### STORED DATA ###
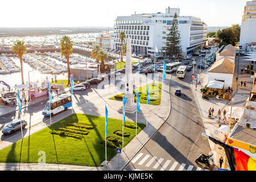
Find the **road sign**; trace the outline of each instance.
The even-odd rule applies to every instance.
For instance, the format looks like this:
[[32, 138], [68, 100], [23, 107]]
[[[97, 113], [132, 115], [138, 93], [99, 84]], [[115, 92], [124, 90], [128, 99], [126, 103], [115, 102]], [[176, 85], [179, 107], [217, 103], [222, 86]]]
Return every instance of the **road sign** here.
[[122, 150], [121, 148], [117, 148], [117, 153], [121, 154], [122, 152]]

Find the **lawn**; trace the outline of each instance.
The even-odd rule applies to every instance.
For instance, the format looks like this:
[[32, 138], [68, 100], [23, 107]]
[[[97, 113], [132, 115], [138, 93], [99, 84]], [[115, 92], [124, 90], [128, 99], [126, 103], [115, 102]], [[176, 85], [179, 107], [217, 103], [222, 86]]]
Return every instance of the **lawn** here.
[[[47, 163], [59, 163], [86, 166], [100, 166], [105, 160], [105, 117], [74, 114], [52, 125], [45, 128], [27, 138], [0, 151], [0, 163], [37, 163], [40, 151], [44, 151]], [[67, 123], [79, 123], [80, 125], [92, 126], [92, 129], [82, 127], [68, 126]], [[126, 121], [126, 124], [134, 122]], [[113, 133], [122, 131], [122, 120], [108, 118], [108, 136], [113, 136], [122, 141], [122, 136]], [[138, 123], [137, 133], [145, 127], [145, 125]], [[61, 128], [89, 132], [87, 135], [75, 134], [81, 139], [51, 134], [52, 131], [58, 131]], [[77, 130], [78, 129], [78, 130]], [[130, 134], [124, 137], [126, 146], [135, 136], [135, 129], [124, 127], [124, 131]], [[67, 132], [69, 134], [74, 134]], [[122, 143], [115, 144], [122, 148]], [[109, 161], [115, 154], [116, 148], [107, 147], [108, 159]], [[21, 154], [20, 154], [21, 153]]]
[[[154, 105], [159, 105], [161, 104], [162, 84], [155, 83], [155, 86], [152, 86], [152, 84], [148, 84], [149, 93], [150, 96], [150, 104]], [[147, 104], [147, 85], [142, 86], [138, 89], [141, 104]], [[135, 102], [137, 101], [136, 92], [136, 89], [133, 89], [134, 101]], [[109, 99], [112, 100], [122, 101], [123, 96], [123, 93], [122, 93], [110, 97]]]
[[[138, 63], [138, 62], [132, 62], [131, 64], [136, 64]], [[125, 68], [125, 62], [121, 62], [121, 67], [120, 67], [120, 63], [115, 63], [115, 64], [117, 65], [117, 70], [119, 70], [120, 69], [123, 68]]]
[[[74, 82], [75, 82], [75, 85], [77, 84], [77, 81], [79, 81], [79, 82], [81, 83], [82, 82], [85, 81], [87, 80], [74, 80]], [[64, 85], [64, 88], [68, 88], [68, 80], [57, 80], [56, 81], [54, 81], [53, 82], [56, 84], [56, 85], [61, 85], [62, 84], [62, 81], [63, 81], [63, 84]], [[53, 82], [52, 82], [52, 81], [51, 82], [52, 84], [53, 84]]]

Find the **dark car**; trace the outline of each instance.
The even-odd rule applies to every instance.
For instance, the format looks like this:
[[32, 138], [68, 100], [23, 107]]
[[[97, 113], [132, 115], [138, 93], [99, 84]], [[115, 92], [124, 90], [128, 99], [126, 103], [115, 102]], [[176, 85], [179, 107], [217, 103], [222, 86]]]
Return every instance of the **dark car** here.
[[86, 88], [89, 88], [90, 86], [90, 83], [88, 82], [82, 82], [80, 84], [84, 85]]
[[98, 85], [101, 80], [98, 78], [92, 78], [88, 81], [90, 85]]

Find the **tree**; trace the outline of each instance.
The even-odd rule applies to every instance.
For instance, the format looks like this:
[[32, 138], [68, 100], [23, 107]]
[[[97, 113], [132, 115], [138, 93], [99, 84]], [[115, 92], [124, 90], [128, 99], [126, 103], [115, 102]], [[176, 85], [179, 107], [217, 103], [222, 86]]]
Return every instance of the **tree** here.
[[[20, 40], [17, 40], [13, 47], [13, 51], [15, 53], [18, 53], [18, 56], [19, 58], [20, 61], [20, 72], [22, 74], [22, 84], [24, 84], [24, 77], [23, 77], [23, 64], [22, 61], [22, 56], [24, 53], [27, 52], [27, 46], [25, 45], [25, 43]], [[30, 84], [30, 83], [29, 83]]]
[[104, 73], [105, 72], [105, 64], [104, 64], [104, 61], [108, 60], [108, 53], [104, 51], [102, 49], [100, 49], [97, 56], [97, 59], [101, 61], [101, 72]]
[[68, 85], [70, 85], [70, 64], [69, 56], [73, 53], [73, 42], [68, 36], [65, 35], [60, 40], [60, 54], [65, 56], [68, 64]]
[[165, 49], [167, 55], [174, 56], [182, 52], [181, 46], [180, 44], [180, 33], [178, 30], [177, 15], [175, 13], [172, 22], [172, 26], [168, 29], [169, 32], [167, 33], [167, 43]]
###
### STORED DATA ###
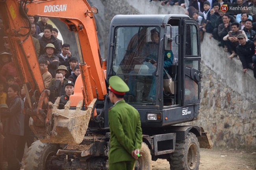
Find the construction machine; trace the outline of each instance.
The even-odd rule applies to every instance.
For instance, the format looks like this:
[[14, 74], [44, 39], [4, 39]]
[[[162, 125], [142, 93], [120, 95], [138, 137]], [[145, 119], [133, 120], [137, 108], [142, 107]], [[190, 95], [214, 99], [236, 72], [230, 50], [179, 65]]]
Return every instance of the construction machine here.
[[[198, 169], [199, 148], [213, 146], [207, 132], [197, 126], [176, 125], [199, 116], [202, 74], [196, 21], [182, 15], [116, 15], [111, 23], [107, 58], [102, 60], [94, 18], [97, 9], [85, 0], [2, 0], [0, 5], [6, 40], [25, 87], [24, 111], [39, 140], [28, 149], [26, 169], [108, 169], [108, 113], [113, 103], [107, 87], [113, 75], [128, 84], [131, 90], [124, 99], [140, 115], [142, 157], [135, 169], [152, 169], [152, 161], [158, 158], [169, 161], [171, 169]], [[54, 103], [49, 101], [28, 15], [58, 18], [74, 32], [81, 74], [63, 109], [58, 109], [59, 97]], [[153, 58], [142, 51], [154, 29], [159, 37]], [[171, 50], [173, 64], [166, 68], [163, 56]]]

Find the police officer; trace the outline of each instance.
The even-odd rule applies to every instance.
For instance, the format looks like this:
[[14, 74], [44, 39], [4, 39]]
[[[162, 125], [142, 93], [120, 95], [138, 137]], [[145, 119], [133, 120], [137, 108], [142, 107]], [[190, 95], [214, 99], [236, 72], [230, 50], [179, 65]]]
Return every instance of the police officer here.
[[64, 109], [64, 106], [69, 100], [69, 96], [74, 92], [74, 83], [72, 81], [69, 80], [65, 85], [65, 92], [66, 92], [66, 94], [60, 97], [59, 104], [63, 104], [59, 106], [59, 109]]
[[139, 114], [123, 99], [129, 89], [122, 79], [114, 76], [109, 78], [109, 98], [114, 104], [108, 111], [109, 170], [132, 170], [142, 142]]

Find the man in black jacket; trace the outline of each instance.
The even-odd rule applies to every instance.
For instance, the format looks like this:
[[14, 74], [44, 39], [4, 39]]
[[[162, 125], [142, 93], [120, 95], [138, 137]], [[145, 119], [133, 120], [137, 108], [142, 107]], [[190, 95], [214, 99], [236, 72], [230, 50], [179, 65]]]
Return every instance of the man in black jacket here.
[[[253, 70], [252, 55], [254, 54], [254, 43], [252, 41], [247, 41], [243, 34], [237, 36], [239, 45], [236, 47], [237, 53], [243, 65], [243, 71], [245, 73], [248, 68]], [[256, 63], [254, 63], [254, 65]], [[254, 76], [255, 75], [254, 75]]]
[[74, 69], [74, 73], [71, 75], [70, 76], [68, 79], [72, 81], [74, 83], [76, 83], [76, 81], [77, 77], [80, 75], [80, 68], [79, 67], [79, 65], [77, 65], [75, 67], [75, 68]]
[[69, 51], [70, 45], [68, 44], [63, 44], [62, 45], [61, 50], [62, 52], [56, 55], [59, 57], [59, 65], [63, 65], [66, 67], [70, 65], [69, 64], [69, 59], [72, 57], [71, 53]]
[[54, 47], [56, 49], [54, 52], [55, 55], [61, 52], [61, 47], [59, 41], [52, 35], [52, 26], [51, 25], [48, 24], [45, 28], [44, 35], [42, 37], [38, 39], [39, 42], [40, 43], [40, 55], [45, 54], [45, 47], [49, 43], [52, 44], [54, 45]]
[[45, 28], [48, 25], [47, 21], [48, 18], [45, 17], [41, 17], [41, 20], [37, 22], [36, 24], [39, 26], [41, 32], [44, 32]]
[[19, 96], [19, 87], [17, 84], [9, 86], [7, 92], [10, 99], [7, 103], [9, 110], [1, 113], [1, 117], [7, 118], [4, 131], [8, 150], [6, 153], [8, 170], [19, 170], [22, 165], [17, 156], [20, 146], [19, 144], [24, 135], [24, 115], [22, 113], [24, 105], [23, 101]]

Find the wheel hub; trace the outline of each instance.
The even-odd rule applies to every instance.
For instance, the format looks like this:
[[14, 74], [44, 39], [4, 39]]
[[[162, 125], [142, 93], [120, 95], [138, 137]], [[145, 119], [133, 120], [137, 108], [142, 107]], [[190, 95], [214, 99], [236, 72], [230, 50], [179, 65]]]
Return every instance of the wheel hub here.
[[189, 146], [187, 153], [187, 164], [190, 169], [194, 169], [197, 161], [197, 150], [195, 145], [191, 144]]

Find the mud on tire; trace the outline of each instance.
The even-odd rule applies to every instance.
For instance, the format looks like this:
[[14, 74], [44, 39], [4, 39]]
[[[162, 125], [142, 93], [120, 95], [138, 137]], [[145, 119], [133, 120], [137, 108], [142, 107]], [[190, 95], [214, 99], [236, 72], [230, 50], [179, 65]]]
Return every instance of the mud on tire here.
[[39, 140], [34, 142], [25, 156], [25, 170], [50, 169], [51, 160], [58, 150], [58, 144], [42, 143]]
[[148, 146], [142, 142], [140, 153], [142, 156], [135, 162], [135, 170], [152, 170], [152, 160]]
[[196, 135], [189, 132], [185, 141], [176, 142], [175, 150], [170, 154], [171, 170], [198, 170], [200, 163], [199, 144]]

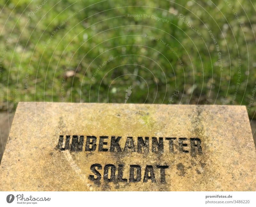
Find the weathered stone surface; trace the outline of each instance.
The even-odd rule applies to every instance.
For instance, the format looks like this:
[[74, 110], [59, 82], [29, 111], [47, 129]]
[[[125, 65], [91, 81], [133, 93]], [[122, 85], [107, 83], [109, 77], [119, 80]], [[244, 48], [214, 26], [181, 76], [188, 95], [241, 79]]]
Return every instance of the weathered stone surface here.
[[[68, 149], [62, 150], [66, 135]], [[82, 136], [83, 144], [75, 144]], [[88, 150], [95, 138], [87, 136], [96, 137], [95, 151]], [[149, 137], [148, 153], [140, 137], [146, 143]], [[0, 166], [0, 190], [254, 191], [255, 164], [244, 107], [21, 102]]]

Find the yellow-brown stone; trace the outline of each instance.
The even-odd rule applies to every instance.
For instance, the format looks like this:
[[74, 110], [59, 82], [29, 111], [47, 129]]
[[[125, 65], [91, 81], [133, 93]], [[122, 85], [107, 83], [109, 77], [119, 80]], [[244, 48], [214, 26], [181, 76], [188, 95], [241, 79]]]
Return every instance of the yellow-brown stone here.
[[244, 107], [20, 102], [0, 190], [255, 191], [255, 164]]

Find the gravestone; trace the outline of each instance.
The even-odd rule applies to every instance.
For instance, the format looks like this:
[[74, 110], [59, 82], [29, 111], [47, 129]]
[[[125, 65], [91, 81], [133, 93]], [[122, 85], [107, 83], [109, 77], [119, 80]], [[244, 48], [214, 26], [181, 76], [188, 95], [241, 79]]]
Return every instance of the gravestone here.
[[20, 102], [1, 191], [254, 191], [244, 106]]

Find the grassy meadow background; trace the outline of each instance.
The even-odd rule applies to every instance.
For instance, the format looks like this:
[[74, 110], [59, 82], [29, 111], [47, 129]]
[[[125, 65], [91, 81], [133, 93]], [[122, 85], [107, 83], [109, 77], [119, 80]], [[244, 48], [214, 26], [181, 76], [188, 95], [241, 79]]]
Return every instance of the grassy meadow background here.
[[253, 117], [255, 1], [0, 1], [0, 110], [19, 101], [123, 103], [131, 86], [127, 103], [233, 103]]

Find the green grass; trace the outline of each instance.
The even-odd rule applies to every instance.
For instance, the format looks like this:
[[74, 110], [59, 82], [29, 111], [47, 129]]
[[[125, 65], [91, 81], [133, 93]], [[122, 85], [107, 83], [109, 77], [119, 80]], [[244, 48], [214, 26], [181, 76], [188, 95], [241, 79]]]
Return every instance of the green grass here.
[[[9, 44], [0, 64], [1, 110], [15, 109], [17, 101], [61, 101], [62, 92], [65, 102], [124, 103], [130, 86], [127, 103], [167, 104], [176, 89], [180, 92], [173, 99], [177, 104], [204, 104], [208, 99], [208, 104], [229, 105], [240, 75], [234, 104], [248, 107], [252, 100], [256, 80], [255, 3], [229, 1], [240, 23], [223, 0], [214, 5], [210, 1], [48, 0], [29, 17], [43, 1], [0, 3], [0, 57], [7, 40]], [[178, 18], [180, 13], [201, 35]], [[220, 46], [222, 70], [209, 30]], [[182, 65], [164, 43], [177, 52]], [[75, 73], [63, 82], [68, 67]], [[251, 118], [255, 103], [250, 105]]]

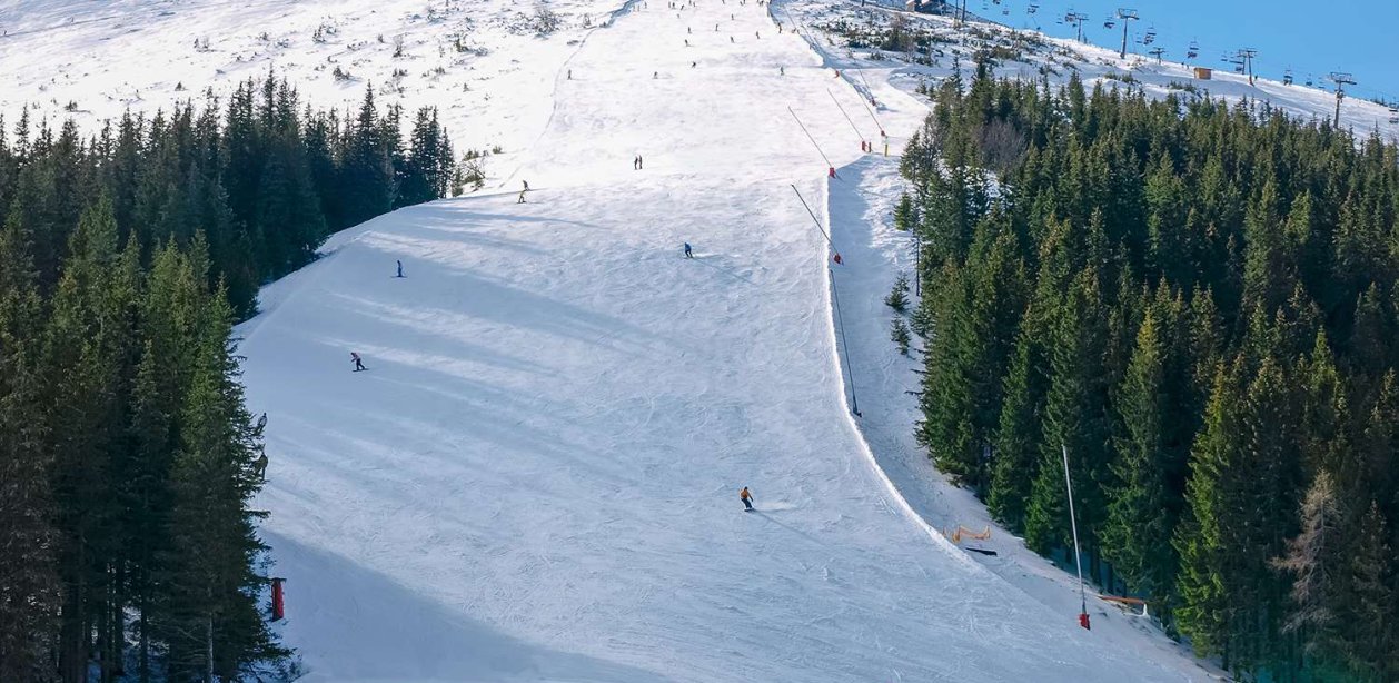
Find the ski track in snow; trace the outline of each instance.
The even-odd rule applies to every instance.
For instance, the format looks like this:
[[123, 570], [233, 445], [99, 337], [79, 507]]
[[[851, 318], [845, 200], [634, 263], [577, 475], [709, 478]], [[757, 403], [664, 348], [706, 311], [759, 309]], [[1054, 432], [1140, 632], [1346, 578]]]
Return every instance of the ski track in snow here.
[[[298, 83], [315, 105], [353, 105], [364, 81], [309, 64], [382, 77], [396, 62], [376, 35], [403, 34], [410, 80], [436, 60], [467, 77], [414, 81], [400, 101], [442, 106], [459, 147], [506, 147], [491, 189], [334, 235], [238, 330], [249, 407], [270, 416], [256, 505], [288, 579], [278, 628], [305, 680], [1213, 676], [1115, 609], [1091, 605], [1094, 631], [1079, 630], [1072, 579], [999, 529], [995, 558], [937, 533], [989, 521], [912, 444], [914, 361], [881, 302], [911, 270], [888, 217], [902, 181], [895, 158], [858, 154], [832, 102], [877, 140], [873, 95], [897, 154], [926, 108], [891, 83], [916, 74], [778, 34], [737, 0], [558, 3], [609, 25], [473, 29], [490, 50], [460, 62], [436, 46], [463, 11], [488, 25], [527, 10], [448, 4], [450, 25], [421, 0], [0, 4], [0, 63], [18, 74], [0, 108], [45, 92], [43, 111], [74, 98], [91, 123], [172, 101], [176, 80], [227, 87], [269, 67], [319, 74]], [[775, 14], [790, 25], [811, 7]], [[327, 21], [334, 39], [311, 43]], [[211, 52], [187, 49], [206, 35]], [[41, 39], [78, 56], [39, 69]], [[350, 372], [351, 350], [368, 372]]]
###
List each line of the material above that contains the string "black". Case counts.

▸ **RESULT BELOW**
Find the man in black jacket; trace the outline of each instance.
Return every instance of the man in black jacket here.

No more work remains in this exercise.